Faleiro, como Magallanes, fue menospreciado y relegado de la corte en Lisboa. Su carácter apasionado y difícil le cerró la posición de Astrónomo Real y le atrajo muchos problemas. Los cortesanos, quienes lo consideraban un arrogante y un orgulloso majadero, lo acusaron ante la Inquisición de usar poderes sobrenaturales para realizar sus trabajos.
El astrónomo y el marinero pronto se entendieron y concretaron para España una propuesta de exploración. Navegarían el Atlántico hacia el oeste, hasta la costa americana, después hacia el sur, al hipotético paso que conectaba el Atlántico con el Mar del Sur; lo cruzarían y tomarían al noroeste para llegar a las Islas de las Especias.
En realidad su propuesta no tenía novedad. Por lo menos doce años antes existían evidencias suficientes para creer que las tierras descubiertas en 1492 eran un nuevo continente. El mismo Cristóbal Colón, en su tercer viaje (1498), expresó sus dudas al contemplar la desembocadura del Orinoco. En 1505 Fernando el Católico propuso explorar las costas americanas para encontrar un paso entre los océanos Atlántico y el Índico.5 Su plan se concretó en 1507 con la expedición de Vicente Yáñez Pinzón y Juan Díaz de Solís. Éstos navegaron desde España hasta Venezuela, bordearon la costa con dirección norte y recorrieron el litoral colombiano y toda América Central, en busca del paso.
Gracias a sus contactos y amistades en la corte española, Fernando de Magallanes y Rui Faleiro presentaron su proyecto a Carlos I a finales de 1517, quien quedó convencido gracias a tres elementos decisivos.
El primero fue el amplio conocimiento que Fernando de Magallanes mostró sobre las Islas de las Especias. Ante la corte desplegó innumerables detalles y precisiones, los que apuntaló con la correspondencia sostenida con Francisco Serrano, uno de sus más cercanos amigos, que vivía en Ternate, una isla Moluca.

▸ **Tarea**
Enumera todos los años que se mencionan en el fragmento sobre el proyecto de Magallanes y Faleiro.

▸ **Información proporcionada**
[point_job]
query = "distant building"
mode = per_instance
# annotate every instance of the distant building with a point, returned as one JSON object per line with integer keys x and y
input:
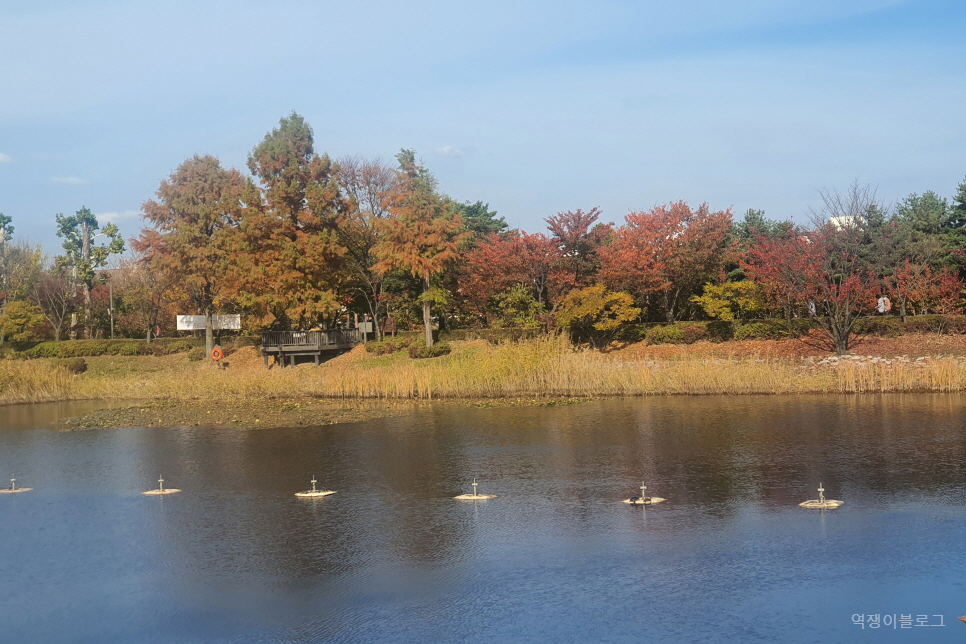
{"x": 847, "y": 221}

▸ **Respuesta**
1492, 1498, 1505, 1507 y 1517.